Task requirements -
(a) Answer these questions from the pull request thread:
(i) Which function was enhanced to scan the prev-logs directory at startup before entering the watch loop?
(ii) Which issue number does the pull request close?
(iii) In which file is the isFileAlreadyPersisted function added?
(b) Copy the pull request thread word for word, from "my-vegetable-has-exploded · 2025-12-30T03:11:32Z" up to and including "processed and uploaded.".

[historyserver][collector] Add file-level idempotency check for prev-logs processing on container restart #4321

my-vegetable-has-exploded · 2025-12-30T03:11:32Z

Log persistence can fail if the collector container crashes or restarts. To ensure reliability, the collector must resume processing any logs left in the prev-logs directory upon recovery.

In this PR, we enhanced the WatchPrevLogsLoops() function to perform an initial scan of the prev-logs directory at startup before entering the watch loop. This ensures that any session or node folders left from previous runs (e.g., after a container restart) are correctly processed and uploaded.

Why are these changes needed?

Related issue number

Closes #4281

Checks

I've made sure the tests are passing.
Testing Strategy
- Unit tests
- Manual tests
- This PR is not tested :(

Signed-off-by: my-vegetable-has-exploded <[email protected]>

my-vegetable-has-exploded · 2025-12-30T11:31:34Z

historyserver/pkg/collector/logcollector/runtime/logcollector/collector.go

 	}
 }

+// isFileAlreadyPersisted checks if a file has already been persisted to persist-complete-logs


isFileAlreadyPersisted detects files already moved to persist-complete-logs and avoid duplicate uploads.

Source excerpt -
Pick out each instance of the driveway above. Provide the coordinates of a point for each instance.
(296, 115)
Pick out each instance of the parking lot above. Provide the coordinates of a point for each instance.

Solutions for each task -
(a)
(i) WatchPrevLogsLoops()
(ii) #4281
(iii) historyserver/pkg/collector/logcollector/runtime/logcollector/collector.go

(b)
my-vegetable-has-exploded · 2025-12-30T03:11:32Z

Log persistence can fail if the collector container crashes or restarts. To ensure reliability, the collector must resume processing any logs left in the prev-logs directory upon recovery.

In this PR, we enhanced the WatchPrevLogsLoops() function to perform an initial scan of the prev-logs directory at startup before entering the watch loop. This ensures that any session or node folders left from previous runs (e.g., after a container restart) are correctly processed and uploaded.